• _Source extract_:
---
Site Reliability Engineer (Azure) $$$

ELEKS Verified Employer

ELEKS is looking for a Site Reliability Engineer (Azure).

 

ABOUT CLIENT

The Shared Support team is a specialized, advanced group that provides high-quality support services to various small and midsize organizations worldwide. Our department’s culture prioritizes proactiveness, professionalism, transparency, continuous learning, flexibility, and respect. We aim to establish long-term relationships with our customers, offering dependable support and development practices to improve system reliability and adapt to evolving business needs.

 

REQUIREMENTS

  • 4+ years of relevant experience
  • Strong knowledge of Azure
  • Hands-on experience with maintaining SQL databases
  • Experience with Kubernetes (deployment, scaling, maintenance)
  • Experience with Linux administration
  • Experience with monitoring tools (CloudWatch, Datadog)
  • Web server configuration skills (Nginx, Apache)
---
• _Job 1_: From the stored entries, repeat verbatim the lines starting with the line containing "Which part of this drawing shows the white hanging" and going on through the line containing "[854,326,1078,533]".

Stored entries
---
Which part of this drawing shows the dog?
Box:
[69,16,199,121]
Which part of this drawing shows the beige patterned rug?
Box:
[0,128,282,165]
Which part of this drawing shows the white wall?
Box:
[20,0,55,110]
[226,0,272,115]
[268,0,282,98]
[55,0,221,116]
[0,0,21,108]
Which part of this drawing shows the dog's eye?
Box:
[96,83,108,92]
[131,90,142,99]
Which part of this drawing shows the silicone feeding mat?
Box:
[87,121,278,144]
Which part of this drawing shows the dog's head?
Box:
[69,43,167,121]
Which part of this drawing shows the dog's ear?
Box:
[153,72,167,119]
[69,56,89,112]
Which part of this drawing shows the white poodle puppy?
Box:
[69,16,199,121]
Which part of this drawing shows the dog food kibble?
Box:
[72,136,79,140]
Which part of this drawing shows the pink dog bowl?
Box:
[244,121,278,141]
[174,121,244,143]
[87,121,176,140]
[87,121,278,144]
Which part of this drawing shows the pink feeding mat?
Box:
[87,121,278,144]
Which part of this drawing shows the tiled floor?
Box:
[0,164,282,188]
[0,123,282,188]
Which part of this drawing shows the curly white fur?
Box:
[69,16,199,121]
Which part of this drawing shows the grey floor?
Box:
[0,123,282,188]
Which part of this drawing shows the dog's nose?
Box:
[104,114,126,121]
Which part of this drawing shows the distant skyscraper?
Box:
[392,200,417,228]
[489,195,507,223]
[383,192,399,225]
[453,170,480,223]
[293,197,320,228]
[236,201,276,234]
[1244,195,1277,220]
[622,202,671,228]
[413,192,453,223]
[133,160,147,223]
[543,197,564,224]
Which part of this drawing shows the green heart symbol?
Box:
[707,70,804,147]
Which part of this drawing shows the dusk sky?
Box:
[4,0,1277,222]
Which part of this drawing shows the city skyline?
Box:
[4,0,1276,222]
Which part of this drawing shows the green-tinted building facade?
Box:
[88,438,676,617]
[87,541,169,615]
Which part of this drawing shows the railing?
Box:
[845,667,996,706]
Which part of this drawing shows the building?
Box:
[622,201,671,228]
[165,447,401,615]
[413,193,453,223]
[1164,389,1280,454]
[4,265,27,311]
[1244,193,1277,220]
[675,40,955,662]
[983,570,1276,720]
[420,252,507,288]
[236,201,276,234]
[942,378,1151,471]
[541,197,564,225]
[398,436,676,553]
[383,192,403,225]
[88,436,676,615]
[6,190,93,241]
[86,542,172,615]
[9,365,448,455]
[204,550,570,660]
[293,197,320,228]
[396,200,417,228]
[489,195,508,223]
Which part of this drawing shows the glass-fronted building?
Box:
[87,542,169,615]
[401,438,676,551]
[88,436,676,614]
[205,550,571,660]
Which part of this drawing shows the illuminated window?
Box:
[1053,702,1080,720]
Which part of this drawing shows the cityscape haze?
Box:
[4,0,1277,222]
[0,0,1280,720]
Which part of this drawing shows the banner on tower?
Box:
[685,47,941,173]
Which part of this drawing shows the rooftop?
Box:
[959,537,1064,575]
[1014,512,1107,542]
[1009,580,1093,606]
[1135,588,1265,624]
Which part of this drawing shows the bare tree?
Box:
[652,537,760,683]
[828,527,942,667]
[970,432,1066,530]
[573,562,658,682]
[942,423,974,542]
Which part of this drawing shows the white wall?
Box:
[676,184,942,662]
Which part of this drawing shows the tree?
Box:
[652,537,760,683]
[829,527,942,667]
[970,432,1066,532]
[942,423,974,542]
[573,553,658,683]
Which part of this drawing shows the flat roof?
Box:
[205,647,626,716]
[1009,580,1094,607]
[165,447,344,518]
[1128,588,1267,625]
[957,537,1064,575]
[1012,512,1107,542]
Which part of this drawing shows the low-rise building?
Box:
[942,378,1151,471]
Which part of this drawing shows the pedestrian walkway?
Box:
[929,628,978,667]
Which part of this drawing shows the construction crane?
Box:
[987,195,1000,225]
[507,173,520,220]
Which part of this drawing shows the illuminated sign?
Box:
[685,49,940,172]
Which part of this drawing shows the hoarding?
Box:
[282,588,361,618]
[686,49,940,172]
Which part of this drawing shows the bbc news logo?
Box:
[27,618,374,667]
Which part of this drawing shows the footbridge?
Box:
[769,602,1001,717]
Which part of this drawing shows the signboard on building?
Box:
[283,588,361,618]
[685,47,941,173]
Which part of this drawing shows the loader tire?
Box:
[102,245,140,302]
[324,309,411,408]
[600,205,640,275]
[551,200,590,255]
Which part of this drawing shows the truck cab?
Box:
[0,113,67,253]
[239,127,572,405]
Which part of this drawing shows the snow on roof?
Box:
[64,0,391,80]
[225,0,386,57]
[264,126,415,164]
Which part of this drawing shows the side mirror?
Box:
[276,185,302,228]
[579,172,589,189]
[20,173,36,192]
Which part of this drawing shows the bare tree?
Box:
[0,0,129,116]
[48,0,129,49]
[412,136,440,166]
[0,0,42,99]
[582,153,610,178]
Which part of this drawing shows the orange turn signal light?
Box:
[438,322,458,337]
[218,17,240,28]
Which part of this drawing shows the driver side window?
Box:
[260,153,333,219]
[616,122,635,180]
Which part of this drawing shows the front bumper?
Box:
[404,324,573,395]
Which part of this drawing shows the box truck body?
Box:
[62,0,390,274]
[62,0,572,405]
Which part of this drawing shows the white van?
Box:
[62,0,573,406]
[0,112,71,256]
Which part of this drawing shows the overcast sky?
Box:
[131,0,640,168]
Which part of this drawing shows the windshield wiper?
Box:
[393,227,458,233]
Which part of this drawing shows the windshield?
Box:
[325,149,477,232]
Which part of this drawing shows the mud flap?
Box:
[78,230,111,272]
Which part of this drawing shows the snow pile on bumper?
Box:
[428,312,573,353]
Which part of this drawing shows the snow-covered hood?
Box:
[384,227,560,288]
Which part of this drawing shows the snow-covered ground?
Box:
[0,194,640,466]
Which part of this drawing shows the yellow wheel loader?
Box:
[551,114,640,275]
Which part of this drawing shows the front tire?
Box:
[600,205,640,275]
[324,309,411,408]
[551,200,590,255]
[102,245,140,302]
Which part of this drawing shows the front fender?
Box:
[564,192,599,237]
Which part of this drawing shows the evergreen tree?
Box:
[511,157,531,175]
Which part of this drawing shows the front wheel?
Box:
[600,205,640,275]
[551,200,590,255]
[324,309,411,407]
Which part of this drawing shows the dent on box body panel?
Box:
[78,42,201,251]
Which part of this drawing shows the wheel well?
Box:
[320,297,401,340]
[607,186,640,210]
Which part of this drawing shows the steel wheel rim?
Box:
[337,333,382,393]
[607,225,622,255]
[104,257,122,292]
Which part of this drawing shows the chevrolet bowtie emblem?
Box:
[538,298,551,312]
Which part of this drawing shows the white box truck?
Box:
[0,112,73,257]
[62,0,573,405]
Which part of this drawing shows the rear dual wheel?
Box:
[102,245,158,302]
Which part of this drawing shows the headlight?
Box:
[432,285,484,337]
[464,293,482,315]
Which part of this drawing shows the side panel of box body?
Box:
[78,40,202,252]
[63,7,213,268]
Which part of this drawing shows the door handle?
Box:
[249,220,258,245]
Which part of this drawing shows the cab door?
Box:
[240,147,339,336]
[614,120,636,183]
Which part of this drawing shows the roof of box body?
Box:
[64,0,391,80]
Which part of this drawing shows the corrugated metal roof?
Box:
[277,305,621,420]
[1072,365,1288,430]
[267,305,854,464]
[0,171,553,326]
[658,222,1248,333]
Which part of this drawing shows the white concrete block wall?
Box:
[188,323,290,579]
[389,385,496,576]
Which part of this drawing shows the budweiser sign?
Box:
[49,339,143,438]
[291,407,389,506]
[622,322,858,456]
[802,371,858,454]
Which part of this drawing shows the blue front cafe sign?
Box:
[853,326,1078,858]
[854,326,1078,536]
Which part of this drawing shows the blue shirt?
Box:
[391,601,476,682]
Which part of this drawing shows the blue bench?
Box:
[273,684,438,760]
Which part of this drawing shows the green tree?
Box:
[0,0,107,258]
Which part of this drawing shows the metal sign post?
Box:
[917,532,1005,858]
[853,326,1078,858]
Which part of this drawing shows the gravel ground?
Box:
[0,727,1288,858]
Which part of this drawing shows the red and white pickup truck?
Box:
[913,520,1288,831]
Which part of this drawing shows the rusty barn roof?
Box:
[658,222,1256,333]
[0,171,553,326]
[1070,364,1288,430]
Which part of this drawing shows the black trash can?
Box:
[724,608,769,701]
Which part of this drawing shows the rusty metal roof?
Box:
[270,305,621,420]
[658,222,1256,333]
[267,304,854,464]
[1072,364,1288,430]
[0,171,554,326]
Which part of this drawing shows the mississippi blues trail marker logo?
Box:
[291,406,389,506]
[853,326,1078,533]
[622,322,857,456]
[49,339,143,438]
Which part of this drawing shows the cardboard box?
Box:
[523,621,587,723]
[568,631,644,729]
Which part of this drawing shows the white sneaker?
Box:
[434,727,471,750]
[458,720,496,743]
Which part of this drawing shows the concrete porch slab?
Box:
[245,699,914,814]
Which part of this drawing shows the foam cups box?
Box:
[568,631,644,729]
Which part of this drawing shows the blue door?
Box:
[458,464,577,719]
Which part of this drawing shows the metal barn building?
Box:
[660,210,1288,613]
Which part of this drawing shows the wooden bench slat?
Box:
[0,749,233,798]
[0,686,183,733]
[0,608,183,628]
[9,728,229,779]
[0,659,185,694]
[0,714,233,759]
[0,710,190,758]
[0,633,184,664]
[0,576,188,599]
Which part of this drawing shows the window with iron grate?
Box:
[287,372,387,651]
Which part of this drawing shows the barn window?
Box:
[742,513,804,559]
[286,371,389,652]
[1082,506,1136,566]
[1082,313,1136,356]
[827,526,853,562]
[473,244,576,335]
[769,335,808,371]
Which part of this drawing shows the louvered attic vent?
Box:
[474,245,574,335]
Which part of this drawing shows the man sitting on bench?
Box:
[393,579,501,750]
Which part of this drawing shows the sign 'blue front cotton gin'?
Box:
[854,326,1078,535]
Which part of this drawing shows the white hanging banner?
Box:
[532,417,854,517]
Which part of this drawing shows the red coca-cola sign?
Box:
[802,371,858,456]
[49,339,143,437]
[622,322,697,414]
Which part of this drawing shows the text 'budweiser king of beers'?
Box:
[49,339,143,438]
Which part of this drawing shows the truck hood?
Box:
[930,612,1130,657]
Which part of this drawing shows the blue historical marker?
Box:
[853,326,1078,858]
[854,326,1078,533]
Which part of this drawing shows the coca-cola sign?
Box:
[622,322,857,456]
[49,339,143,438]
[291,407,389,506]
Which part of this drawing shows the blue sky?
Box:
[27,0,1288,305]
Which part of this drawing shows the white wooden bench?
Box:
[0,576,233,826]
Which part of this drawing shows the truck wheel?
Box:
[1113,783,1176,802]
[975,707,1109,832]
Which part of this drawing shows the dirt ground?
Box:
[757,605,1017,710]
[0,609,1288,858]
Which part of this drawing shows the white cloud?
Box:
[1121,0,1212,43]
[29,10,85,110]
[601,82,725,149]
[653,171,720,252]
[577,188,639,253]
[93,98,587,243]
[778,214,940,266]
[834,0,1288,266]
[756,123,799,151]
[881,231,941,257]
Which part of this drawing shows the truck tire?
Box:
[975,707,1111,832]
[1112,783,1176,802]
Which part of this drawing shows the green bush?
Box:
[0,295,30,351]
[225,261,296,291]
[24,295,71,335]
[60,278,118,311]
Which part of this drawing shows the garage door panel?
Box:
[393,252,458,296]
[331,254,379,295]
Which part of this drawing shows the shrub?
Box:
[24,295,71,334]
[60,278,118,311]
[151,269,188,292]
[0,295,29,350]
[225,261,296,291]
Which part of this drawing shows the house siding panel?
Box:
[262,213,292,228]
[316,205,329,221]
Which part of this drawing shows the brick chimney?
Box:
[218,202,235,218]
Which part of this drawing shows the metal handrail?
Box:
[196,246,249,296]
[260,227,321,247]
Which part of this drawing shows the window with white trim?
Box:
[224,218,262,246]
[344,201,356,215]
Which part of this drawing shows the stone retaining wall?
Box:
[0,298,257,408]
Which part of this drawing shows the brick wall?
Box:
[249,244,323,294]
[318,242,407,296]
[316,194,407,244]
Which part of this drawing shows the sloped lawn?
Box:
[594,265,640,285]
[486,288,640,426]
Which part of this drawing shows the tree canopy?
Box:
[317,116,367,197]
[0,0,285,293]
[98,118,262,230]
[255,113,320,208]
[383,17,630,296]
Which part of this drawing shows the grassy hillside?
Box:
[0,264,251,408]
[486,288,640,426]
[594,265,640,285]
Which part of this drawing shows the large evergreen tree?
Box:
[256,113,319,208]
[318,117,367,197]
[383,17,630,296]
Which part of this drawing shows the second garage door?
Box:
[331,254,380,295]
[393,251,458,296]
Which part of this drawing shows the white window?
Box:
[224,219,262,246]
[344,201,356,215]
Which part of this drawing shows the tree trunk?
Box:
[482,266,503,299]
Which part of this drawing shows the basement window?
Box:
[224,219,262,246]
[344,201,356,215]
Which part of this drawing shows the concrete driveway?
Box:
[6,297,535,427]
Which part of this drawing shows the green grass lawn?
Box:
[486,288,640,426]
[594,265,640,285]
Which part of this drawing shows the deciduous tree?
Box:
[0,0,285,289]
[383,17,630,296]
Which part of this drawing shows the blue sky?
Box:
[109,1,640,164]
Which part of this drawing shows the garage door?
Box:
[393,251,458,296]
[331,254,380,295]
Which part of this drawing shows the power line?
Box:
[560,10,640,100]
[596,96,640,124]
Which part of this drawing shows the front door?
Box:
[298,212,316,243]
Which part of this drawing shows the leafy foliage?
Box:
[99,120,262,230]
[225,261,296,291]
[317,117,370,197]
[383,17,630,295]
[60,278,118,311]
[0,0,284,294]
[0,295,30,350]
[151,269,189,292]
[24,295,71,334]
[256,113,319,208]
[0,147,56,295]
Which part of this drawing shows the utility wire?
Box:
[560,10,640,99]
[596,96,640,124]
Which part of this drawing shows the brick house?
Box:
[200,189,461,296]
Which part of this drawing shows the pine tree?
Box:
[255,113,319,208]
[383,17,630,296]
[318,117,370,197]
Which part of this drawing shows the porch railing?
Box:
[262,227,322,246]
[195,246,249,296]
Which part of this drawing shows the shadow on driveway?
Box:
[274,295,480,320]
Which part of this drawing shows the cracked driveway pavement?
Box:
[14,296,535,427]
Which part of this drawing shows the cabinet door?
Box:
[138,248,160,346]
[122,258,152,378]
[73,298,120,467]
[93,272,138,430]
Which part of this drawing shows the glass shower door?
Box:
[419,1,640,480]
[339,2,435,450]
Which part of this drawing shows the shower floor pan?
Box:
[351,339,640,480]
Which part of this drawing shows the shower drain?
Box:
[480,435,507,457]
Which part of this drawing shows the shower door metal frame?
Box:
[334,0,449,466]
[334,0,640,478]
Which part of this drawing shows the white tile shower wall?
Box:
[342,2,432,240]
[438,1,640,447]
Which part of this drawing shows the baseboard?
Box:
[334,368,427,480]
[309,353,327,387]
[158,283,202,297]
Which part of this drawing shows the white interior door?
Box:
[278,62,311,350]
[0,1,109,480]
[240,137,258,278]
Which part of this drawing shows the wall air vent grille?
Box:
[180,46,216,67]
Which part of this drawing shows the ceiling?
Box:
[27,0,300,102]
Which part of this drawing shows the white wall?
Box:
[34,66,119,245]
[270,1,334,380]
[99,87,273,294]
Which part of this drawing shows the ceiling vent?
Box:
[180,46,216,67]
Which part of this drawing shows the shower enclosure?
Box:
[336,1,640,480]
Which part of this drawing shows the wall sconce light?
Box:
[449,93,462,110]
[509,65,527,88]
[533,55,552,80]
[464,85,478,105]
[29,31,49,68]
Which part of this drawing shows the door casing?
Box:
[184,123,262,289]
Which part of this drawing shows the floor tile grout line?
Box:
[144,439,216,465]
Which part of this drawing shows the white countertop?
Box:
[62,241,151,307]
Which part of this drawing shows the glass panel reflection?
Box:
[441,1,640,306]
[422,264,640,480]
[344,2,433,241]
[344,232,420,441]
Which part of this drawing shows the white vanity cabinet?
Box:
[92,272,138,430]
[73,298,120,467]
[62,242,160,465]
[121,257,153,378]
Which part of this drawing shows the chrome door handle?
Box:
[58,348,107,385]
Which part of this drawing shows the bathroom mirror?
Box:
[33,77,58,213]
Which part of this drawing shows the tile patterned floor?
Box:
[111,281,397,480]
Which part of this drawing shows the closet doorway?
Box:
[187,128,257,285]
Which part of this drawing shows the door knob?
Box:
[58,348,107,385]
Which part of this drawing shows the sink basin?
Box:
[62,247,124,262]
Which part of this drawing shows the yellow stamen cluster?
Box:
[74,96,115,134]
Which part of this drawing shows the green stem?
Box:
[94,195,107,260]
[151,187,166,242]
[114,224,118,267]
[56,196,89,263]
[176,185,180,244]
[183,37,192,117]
---
• _Job 2_: List every quality that the job posting says its department's culture prioritizes.

• _Task result 1_:
Which part of this drawing shows the white hanging banner?
Box:
[532,417,854,517]
Which part of this drawing shows the red coca-cola sign?
Box:
[802,371,858,456]
[49,339,143,437]
[622,322,697,414]
Which part of this drawing shows the text 'budweiser king of beers'?
Box:
[49,339,143,438]
Which part of this drawing shows the truck hood?
Box:
[930,612,1130,657]
Which part of this drawing shows the blue historical marker?
Box:
[853,326,1078,858]
[854,326,1078,533]

• _Task result 2_:
- proactiveness
- professionalism
- transparency
- continuous learning
- flexibility
- respect